Continue the editorial below on Andrew Cuomo's gun-violence emergency order, picking up right after its last sentence.

_SOURCE TEXT_
-- -- --

Andrew Cuomo’s new ‘anti-gun-crime’ push is utterly pathetic
By Post Editorial Board
July 6, 2021
Governor Andrew Cuomo signs two new gun laws into effect after speaking to a packed room inside John Jay College on July 6, 2021
Waking up to the fact that voters are worried about crime, scandal-battered Gov. Andrew Cuomo on Tuesday lurched for some good headlines by dropping an executive order declaring a statewide gun-violence emergency.
But his initiatives were all plainly chosen with an eye on not offending lefty sensibilities (after all, the hard-left Assembly still has an impeachment probe going). They won’t do much to turn the tide that over the holiday weekend saw 14 shot in Buffalo, five in Syracuse and 26 in New York City in the latest statewide surge in gun crime.
To do that, he’d need to start working to un-do all the foolish laws passed on his watch. But there’s not a word in his long release about fixing the disastrous bail reforms that he so proudly signed onto — not even the one that guaranteed that nobody would see jail time “just” because he got caught with an illegal gun.
Nor about undoing his “Say Their Name” package of restrictions on cops, which encourage police all across New York to look the other way rather than act when they see suspicious activity, lest the officer’s career be ruined by good-faith attempts to proactively protect the public.
Instead, he’s telling the State Police to do more to cut the flow of illegal guns from out-of-state — but guns used illegally in New York are typically a decade old. Imports aren’t driving this crisis, they’re just a safe target for “bold action.”

-- -- --

_EXTRACTED ENTRIES_
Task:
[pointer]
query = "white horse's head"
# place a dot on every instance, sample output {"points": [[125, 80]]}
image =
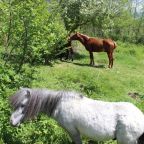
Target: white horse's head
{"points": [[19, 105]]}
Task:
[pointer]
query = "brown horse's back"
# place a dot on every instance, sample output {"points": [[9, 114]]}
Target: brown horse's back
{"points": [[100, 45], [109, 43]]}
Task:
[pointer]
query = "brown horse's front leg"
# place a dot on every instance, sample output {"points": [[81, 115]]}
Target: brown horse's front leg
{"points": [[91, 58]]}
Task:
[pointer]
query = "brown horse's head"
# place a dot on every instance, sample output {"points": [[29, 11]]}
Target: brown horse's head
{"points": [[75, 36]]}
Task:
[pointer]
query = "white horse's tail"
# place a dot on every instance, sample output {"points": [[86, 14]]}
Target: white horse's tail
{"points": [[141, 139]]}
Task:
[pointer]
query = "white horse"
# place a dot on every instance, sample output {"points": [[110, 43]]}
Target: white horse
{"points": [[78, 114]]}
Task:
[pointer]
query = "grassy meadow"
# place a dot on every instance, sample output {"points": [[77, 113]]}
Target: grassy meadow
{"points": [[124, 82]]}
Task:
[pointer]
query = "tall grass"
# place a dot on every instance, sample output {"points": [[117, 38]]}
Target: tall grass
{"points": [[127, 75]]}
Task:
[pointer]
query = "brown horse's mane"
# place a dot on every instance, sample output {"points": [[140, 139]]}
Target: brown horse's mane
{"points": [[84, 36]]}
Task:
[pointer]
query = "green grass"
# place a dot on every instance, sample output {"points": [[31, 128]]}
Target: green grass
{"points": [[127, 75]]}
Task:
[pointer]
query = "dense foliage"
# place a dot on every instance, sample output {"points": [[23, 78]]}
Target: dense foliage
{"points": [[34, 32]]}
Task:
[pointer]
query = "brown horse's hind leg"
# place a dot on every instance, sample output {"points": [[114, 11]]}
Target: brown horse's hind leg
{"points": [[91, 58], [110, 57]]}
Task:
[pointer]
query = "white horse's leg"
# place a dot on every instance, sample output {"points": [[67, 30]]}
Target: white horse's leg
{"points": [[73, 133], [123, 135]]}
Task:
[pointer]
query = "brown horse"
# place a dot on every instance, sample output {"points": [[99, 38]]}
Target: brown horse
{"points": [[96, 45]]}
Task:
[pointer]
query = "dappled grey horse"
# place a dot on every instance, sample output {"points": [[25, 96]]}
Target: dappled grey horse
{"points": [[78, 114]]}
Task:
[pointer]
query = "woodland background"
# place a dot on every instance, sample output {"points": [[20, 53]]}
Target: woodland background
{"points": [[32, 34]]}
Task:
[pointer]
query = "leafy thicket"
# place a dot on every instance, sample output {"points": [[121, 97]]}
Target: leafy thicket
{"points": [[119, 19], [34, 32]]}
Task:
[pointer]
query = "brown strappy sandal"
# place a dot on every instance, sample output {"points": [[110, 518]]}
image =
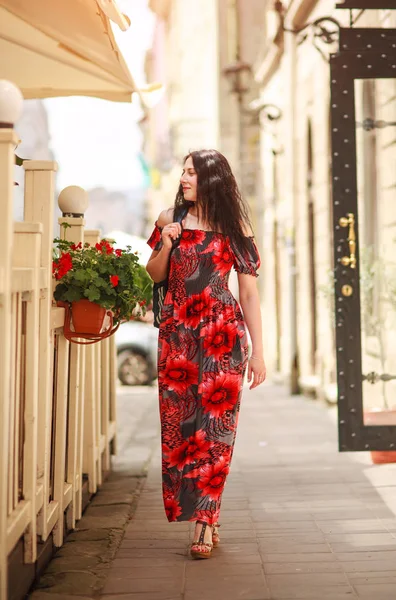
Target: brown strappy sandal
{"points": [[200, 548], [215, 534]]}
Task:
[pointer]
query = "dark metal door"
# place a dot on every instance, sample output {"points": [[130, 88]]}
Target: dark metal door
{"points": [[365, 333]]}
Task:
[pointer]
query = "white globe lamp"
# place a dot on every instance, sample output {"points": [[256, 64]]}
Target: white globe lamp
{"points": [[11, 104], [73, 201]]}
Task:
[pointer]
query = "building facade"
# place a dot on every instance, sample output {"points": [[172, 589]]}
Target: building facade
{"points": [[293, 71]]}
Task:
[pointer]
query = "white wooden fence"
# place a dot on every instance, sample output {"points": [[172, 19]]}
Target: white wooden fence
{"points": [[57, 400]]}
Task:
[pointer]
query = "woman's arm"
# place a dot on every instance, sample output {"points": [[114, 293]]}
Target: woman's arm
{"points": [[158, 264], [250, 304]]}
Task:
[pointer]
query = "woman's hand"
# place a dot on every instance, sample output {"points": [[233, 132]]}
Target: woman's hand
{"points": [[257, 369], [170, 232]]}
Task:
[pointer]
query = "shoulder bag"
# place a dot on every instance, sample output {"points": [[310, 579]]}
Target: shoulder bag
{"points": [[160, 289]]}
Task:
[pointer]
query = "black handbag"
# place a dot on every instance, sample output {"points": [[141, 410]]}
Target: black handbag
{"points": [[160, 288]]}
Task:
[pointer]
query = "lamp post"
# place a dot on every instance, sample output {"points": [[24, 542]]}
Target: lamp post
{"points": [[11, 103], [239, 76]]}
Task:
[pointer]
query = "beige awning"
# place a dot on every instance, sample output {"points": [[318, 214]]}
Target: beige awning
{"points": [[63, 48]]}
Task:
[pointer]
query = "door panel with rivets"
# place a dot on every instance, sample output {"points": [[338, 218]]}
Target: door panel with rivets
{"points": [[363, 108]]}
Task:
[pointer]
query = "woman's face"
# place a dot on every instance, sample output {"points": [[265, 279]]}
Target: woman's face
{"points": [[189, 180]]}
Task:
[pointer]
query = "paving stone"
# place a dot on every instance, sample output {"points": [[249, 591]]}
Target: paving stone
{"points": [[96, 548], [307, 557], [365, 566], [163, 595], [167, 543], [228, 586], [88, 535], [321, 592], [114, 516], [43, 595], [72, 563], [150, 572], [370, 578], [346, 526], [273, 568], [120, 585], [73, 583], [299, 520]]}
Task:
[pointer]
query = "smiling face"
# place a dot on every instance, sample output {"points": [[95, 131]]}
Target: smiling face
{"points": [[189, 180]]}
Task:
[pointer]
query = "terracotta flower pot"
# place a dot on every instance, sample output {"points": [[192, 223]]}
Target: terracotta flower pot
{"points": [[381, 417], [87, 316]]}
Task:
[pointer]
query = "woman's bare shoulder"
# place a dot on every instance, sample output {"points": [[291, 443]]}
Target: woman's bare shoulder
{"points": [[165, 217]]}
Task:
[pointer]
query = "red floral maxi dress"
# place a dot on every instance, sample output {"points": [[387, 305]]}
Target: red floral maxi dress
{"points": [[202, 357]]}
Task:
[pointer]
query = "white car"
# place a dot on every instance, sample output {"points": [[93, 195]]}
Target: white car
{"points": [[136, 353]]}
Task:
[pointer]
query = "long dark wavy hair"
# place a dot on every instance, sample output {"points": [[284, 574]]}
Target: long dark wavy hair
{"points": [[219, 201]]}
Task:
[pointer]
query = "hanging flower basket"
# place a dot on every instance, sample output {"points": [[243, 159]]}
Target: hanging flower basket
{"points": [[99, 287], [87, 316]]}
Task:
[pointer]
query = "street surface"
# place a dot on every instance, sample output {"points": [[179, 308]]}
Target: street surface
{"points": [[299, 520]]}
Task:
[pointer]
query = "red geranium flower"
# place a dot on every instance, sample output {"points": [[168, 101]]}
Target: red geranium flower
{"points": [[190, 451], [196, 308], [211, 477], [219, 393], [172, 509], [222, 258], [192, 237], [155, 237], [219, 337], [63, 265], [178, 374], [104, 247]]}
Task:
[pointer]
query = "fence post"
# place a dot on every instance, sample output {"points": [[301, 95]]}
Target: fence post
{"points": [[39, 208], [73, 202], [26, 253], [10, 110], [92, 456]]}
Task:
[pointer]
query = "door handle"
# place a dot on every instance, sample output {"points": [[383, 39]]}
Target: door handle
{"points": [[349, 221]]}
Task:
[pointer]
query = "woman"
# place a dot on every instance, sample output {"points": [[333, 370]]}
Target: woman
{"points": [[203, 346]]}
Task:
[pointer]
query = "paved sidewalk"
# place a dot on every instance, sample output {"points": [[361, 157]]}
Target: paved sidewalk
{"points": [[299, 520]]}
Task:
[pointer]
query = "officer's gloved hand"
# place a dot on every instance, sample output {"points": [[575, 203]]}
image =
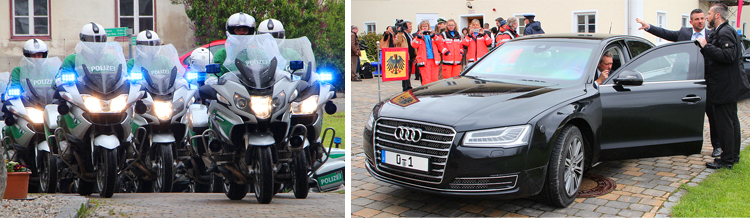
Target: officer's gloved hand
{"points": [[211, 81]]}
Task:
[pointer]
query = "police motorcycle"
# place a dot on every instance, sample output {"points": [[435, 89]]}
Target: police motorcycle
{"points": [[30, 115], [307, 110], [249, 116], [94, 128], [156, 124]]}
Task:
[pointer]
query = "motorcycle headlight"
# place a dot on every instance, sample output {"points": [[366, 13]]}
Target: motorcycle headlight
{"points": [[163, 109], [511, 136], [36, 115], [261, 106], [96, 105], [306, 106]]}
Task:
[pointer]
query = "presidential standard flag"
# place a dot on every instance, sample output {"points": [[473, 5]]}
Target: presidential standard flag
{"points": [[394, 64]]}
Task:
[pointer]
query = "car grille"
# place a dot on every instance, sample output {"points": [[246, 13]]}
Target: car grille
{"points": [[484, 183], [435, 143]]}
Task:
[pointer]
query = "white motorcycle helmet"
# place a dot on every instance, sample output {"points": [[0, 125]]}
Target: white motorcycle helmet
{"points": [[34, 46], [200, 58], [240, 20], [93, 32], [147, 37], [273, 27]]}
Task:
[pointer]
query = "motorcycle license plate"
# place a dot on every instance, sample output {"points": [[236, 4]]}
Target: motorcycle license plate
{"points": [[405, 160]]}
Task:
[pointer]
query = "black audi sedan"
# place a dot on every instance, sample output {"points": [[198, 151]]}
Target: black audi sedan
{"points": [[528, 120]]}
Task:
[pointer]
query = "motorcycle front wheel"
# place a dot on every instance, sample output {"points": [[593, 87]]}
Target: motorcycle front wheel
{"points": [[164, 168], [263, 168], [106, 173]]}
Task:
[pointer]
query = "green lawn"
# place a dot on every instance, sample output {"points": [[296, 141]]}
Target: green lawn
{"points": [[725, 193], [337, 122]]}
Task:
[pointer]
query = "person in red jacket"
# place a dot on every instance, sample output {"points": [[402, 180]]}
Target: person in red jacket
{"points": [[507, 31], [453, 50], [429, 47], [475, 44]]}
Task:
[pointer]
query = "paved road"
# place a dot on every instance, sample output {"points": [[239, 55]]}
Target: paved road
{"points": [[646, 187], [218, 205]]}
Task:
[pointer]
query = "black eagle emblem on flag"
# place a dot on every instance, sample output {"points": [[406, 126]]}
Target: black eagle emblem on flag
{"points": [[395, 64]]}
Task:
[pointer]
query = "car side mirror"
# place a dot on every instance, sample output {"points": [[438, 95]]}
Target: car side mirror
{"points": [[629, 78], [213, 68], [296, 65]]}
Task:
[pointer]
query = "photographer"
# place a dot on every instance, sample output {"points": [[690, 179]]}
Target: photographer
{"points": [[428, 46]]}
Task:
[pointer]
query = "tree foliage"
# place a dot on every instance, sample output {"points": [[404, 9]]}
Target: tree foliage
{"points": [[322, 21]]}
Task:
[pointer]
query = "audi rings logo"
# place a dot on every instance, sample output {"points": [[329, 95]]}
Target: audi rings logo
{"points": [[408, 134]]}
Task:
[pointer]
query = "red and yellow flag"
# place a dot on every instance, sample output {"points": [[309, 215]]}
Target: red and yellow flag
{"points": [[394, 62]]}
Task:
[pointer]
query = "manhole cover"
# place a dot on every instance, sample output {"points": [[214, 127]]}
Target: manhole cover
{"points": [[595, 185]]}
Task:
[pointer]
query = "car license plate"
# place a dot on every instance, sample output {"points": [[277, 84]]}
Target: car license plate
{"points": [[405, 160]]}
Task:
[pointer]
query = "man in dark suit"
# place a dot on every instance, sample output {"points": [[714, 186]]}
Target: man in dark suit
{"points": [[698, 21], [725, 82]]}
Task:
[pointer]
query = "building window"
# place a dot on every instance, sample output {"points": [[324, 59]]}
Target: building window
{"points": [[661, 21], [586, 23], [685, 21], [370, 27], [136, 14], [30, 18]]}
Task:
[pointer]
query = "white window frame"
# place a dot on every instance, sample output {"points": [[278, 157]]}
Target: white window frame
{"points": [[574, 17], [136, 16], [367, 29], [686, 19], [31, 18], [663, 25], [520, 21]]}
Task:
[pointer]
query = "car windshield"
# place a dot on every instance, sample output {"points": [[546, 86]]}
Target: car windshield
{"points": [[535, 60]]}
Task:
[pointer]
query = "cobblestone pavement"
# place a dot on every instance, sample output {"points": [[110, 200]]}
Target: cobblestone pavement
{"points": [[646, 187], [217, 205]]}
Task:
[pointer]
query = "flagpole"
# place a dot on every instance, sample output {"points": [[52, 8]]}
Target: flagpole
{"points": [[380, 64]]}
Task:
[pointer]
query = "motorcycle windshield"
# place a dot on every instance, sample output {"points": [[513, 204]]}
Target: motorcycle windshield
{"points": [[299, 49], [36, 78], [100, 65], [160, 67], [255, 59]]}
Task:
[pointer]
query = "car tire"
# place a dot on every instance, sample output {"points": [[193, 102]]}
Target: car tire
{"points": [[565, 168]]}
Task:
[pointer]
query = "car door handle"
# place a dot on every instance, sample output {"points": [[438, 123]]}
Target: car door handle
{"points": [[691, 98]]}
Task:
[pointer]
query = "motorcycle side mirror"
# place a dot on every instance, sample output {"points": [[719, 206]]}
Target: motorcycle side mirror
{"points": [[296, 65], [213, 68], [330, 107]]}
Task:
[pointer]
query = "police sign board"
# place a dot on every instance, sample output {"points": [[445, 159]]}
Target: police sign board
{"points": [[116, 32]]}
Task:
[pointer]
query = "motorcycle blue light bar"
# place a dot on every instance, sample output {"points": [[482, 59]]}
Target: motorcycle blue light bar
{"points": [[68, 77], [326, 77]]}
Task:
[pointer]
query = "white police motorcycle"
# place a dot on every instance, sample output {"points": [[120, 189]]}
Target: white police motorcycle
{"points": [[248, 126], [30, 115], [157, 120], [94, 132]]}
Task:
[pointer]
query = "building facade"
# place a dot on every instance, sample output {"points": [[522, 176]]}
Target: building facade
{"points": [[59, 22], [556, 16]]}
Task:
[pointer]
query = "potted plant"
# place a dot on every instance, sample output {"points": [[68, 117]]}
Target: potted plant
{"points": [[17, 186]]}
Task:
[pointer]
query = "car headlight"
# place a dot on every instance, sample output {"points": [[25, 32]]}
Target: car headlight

-- -- --

_RESPONSE_
The gov makes a big deal of treating the bloodshed as a “public health crisis” — signaling that his “help” will be all about supposed “root causes,” not actually getting guns off the street. His $138.7 million for “intervention and prevention” means more “violence interrupters” and social workers, not more or even better policing.
Heck, his new state Office of Gun Violence Prevention will report to the state Department of Health — the very agency that so bungled the pandemic’s onset, to deadly effect for thousands of elderly nursing-home residents.
Anyway, it’s plainly absurd to think that micromanaging policing from Albany will improve results. All the gov’s orders to local police departments — from his new demand that they share data on shootings to his mandate last year that they all come up with plans for de-policing reforms to appease Defund protesters — are just loud posturing.
New York needs its cops getting guns off the streets, and its prosecutors and judges jailing those caught with illegal firearms. But the politicians have spent the last several years making that work near-impossible: That’s the “root cause” of the crime spike Cuomo pretends he’s addressing, and his own fingerprints are all over it.